## Aim of the exercise
Repeat the listing that follows, character for character, minus the pictures.

Stored items from a collection:
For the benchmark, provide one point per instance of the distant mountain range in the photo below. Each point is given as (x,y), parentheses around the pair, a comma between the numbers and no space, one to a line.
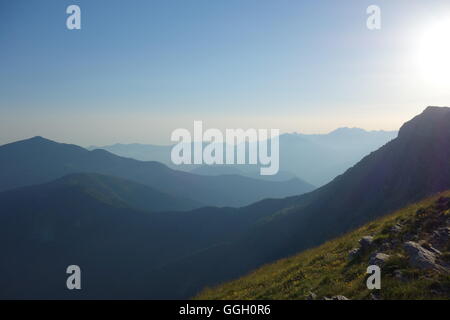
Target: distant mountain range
(411,246)
(126,252)
(316,158)
(39,160)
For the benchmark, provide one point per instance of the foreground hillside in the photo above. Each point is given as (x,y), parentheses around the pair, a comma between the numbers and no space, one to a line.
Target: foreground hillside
(412,247)
(39,160)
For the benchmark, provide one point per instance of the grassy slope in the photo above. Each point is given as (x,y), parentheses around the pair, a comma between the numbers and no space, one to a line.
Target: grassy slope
(327,271)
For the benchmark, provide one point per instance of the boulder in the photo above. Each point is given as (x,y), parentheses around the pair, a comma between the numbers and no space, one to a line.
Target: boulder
(354,253)
(440,237)
(379,259)
(365,242)
(420,257)
(311,296)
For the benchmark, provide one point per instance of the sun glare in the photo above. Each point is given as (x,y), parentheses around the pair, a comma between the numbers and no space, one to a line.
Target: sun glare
(433,56)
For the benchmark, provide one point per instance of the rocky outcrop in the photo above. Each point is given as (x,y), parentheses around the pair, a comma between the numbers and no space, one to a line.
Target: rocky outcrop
(421,258)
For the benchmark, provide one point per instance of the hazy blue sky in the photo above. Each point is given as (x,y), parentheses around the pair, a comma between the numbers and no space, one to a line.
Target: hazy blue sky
(139,69)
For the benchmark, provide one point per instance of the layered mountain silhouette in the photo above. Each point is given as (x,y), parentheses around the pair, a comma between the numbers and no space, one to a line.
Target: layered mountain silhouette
(91,221)
(407,169)
(316,158)
(39,160)
(126,252)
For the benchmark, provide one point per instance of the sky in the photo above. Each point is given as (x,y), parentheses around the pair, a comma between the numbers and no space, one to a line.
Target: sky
(139,69)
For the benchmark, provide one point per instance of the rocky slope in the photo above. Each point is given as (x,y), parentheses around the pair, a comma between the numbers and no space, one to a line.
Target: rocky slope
(411,246)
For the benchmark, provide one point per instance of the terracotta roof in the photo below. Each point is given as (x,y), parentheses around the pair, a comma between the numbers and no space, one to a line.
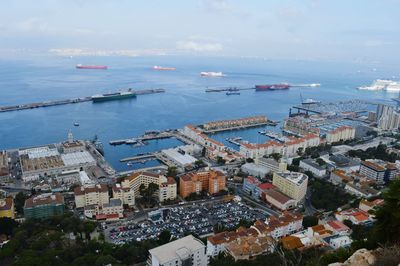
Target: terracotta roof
(291,242)
(277,195)
(44,199)
(6,204)
(98,188)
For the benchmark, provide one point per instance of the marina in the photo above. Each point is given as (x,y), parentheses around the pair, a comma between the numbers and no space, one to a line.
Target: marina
(67,101)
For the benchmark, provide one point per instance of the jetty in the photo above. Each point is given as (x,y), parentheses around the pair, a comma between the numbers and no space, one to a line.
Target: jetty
(26,106)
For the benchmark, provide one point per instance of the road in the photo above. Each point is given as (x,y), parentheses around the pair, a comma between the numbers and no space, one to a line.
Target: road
(260,205)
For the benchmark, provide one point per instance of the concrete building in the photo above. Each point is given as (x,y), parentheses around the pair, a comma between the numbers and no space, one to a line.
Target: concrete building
(167,190)
(7,208)
(292,184)
(184,251)
(211,181)
(278,199)
(167,186)
(378,170)
(313,167)
(44,206)
(112,209)
(342,133)
(125,194)
(284,225)
(91,195)
(387,117)
(272,165)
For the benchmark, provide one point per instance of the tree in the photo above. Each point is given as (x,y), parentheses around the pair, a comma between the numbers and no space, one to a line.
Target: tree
(172,171)
(164,237)
(387,225)
(19,201)
(7,226)
(220,160)
(309,221)
(320,161)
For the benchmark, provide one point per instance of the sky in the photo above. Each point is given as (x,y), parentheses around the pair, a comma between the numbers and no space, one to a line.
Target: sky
(356,30)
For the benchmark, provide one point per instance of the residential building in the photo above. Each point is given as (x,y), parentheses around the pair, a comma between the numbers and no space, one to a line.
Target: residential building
(44,206)
(247,247)
(167,190)
(338,241)
(7,208)
(184,251)
(337,227)
(211,181)
(125,194)
(272,165)
(378,170)
(366,205)
(356,216)
(111,210)
(287,224)
(341,133)
(292,184)
(166,186)
(360,190)
(387,117)
(91,195)
(313,167)
(278,200)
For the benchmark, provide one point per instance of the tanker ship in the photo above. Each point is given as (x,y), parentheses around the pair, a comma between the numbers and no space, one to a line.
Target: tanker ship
(163,68)
(80,66)
(113,96)
(272,87)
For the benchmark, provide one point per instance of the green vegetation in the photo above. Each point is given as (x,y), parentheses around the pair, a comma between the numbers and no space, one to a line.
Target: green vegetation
(309,221)
(327,196)
(148,194)
(378,152)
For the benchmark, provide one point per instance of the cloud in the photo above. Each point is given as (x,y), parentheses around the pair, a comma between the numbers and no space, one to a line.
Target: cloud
(193,46)
(216,5)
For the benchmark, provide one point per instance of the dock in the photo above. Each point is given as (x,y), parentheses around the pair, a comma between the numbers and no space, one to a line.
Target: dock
(267,123)
(20,107)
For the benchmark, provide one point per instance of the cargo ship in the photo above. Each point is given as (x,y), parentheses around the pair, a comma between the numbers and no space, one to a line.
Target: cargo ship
(163,68)
(80,66)
(272,87)
(113,96)
(211,74)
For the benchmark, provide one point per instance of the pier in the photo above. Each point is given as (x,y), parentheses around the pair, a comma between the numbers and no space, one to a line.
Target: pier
(64,102)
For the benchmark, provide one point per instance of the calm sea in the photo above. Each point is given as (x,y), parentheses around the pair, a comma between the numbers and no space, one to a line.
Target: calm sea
(47,78)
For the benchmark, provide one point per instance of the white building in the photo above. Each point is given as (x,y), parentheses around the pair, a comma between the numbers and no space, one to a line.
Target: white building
(125,194)
(167,186)
(292,184)
(184,251)
(91,195)
(313,167)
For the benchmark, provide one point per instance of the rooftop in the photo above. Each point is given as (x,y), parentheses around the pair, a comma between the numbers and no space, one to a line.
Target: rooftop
(44,199)
(176,249)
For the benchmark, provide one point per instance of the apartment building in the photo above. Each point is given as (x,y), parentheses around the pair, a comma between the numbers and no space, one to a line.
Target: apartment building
(167,186)
(184,251)
(211,181)
(91,195)
(292,184)
(125,194)
(7,208)
(44,206)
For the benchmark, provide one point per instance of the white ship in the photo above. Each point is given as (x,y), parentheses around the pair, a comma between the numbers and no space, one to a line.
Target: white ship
(394,87)
(211,74)
(377,85)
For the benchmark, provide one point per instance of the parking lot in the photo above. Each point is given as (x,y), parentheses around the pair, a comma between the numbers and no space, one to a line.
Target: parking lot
(198,219)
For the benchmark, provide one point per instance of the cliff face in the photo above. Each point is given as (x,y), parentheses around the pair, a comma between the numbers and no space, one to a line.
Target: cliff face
(361,257)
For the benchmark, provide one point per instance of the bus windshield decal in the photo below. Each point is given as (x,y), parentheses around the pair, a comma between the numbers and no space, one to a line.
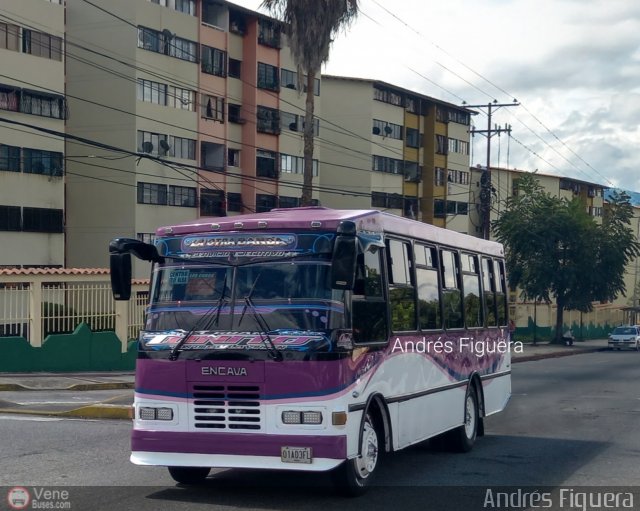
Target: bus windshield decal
(246,245)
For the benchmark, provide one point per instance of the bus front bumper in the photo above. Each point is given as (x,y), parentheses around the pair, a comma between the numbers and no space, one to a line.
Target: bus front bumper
(229,450)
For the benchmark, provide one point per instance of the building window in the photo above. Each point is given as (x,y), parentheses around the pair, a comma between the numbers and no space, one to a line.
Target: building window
(212,108)
(152,92)
(184,148)
(45,105)
(386,200)
(185,6)
(237,23)
(47,163)
(268,77)
(214,13)
(183,99)
(235,68)
(10,218)
(167,44)
(295,164)
(413,137)
(387,164)
(268,120)
(41,44)
(212,203)
(265,203)
(233,157)
(234,113)
(269,33)
(387,129)
(10,158)
(155,144)
(266,164)
(412,171)
(152,193)
(181,196)
(9,36)
(234,202)
(288,202)
(42,220)
(9,98)
(214,61)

## Response for this exercise
For the benchmark, provide one point per instance of the distant mountain range in the photo below. Each point is given as (x,y), parentheses around the pair, a comma between the numbers and no space, one to a line.
Target: distant mountain range
(411,246)
(126,252)
(316,158)
(39,160)
For the benchmark, provide one point per instance of the foreground hillside in the photo above. Each point is given as (x,y), parentheses around the pair, a comma between the numbers and no space, one to a line.
Target: foreground hillside
(412,247)
(39,160)
For the benchmark, provide one point per instance of the grassy slope in the photo above. Each point is given as (x,y), parentheses around the pair, a comma between the numbers and no space, one to a line.
Target: grassy slope
(327,271)
For the benchmark, provide one point per instance of the boulder in the photo above. Each point is given as (x,y), parentheses around the pair, a comma between the numbers and no space, one to a line.
Target: boulder
(354,253)
(440,237)
(379,259)
(365,242)
(420,257)
(311,296)
For the benchmark, provide one point per instance of the sun glare in the photo above. Each point is given as (x,y), parentheses around the pair, a comma between the numbers and no space, one to a line.
Target: sun glare
(433,56)
For the benchmark, provide one point per instance of the rocky outcrop in the photo above. Each point is given as (x,y), parentheses around the pair, a comma between the numbers and no space, one to a line.
Target: rocky outcrop
(421,258)
For the benchmark, provide one point per instance of the hazy blue sky in the photo above. Each point is given as (x,y), parentheses around the pair, a comma between the numbers and no space, one to a line.
Target: hazy blue sky
(139,69)
For the benchmark, provide one point per instance of the layered mountain silhouette in the photo above. Each point is given as (x,y), parentheses around the pair, a comma between the numbers and no space, one to a line.
Target: layered mountain silhouette
(91,221)
(407,169)
(316,158)
(39,160)
(126,252)
For the benchmark, provide one point per instance of the sky in the photo above. Each point is given as (x,y), parentheses around the pair, a comma between the numbers and no space, one to a line.
Target: sky
(139,69)
For the benchmark, provide one point per instance of the rocky slope in the photo above. Each point is given as (x,y), parentheses around the pair, a comma between the numbers and no space, one to a line.
Target: rocky slope
(411,246)
For the benchmark, provide one point per instance of the terracotta roof in the photo below. Each point is given as (x,y), parentheses around the pair, a comma between the numbers and no space, one to a line.
Target: terracotta roof
(291,242)
(277,195)
(44,199)
(6,204)
(98,188)
For the benchmark, provide one point per instance of the marina in the photo above. Each point is given as (x,y), parentheses around the pair, a comma between the numbers and no space, one to a line.
Target: marina
(67,101)
For the benchmark, provide one point per instance of the jetty in the photo above. Each point is given as (x,y), parentheses around the pair, a comma between the numbers and no space, one to a line.
Target: jetty
(26,106)
For the benchmark, provide one point per instance of the road in the photo above. Each point is given as (x,y), parentheses around the pair, a comma between the numbers and no space, one to a line.
Target: road
(260,205)
For the benchmark, provide one point per instance of the concrete building in the photo above. Each point is given as (x,y), parentheses around the pair, a comma between the numbers and no space, one to a line.
Target: concrete building
(167,190)
(7,208)
(292,184)
(184,251)
(211,181)
(278,199)
(167,186)
(378,170)
(313,167)
(44,206)
(112,209)
(342,133)
(125,194)
(284,225)
(91,195)
(387,117)
(272,165)
For the benchmark, provide one point per instance of the tree in the photo above. Each point is given as (x,y), parentheses around the pair, a comma between the numbers and no space, one to a line.
Target: tree
(172,171)
(164,237)
(387,225)
(19,201)
(7,226)
(220,160)
(309,221)
(320,161)
For the benchmark, provide one point per instance of the sky in the photo above. Each point is given as (x,y), parentheses around the pair, a comma between the numbers and no space, one to a line.
Target: sky
(356,30)
For the benchmark, provide one point per instance of the residential building in the photo above. Each point is given as (x,y), parentheses around the pair, a comma between the numbers and no space, one to a line.
Target: residential building
(44,206)
(247,247)
(167,190)
(338,241)
(7,208)
(184,251)
(337,227)
(211,181)
(125,194)
(272,165)
(378,170)
(366,205)
(356,216)
(111,210)
(287,224)
(341,133)
(292,184)
(166,186)
(360,190)
(387,117)
(91,195)
(313,167)
(278,200)
For the benchmark, provide one point per instance of the tanker ship in the photo above. Each point is given as (x,y), parentheses around the pair, a comma between the numbers and no space, one to a line.
Target: tanker ship
(163,68)
(80,66)
(113,96)
(272,87)
For the benchmark, provide one point per instance of the green vegetation in the photo above. Each point is given as (x,y), parentheses around the pair, a comma between the numbers and no space, one to a line.
Target: green vegetation
(309,221)
(327,196)
(148,194)
(378,152)
For the benchmark, provide one point per instance of the cloud in the photo above. Each point is given as (x,y), parentheses around the pair, a comma between the numbers and no space, one to a line.
Target: cloud
(193,46)
(216,5)
For the benchmark, provide one point per instance of the dock in the photo above. Each point is given as (x,y), parentheses around the pair, a comma between the numbers and no space, one to a line.
Target: dock
(267,123)
(20,107)
For the benchmark, provide one point per instance of the cargo ship in the photo above. Each point is given as (x,y), parentheses around the pair, a comma between the numbers and no space, one to a line.
Target: cargo ship
(163,68)
(80,66)
(272,87)
(113,96)
(211,74)
For the benchmark, provide one point per instance of the pier in the photo above. Each point is given as (x,y), parentheses around the pair, a comma between the numbers and no space, one to a line.
Target: pier
(64,102)
For the benchmark, provide one point per instance of the calm sea in the photo above. Each point is given as (x,y), parentheses around the pair, a comma between the numbers and no space, one to a line.
Target: calm sea
(47,78)
For the benchmark, provide one point per instance of the white building in the photo above. Each point is given as (x,y), parentheses around the pair, a comma between the numbers and no space, one to a line.
Target: white building
(125,194)
(167,186)
(292,184)
(184,251)
(91,195)
(313,167)
For the benchmark, provide one point per instance of the rooftop in the photo above. Each point is given as (x,y), parentheses around the pair, a comma between the numbers and no space, one to a line.
Target: rooftop
(44,199)
(176,249)
For the benchmark, provide one point per instance of the apartment building in the photo above. Each point is given as (x,y), parentheses around the pair, a comma between the numbers and no space, one to a line.
Target: apartment building
(167,186)
(184,251)
(211,181)
(91,195)
(292,184)
(125,194)
(7,208)
(44,206)
For the benchmark, provide one point per instance of the white ship in the photo above. Each point is given as (x,y), parentheses around the pair, a comma between the numbers and no space, one to a line.
Target: white ship
(394,87)
(211,74)
(377,85)
For the benchmark, provide one point per instance of the parking lot in the photo above. Each point is given as (x,y), parentheses around the pair, a comma between the numbers and no space, one to a line.
Target: parking lot
(198,219)
For the benchmark, provide one point per instance of the cliff face in the photo above. Each point is given as (x,y), parentheses around the pair, a comma between the numbers and no space, one to a line.
Target: cliff face
(361,257)
For the benchmark, provide one point per instance of the bus windshield decal in the photo below. Each point is given as (x,y), parentheses around the pair, a comma between the numbers and no space, one to a line.
Target: bus windshield decal
(246,245)
For the benchmark, provide one point per instance of the bus front bumper in the photo above. Each point is given as (x,y), parentheses around the pair, a comma between the numbers and no space, one to a line.
Target: bus front bumper
(229,450)
For the benchmark, provide one point per instance of the building window in the photo above. Each point is given as (x,y), parentheses around the pair, a comma between the numbers and no space, one to a line.
Target: building window
(212,108)
(152,92)
(184,148)
(45,105)
(386,200)
(185,6)
(237,23)
(47,163)
(268,77)
(214,13)
(183,99)
(235,68)
(10,218)
(167,44)
(295,164)
(413,137)
(387,164)
(268,120)
(41,44)
(212,203)
(265,203)
(233,157)
(234,113)
(269,33)
(387,129)
(10,158)
(155,144)
(266,164)
(412,171)
(152,193)
(181,196)
(9,36)
(234,202)
(288,202)
(42,220)
(9,98)
(214,61)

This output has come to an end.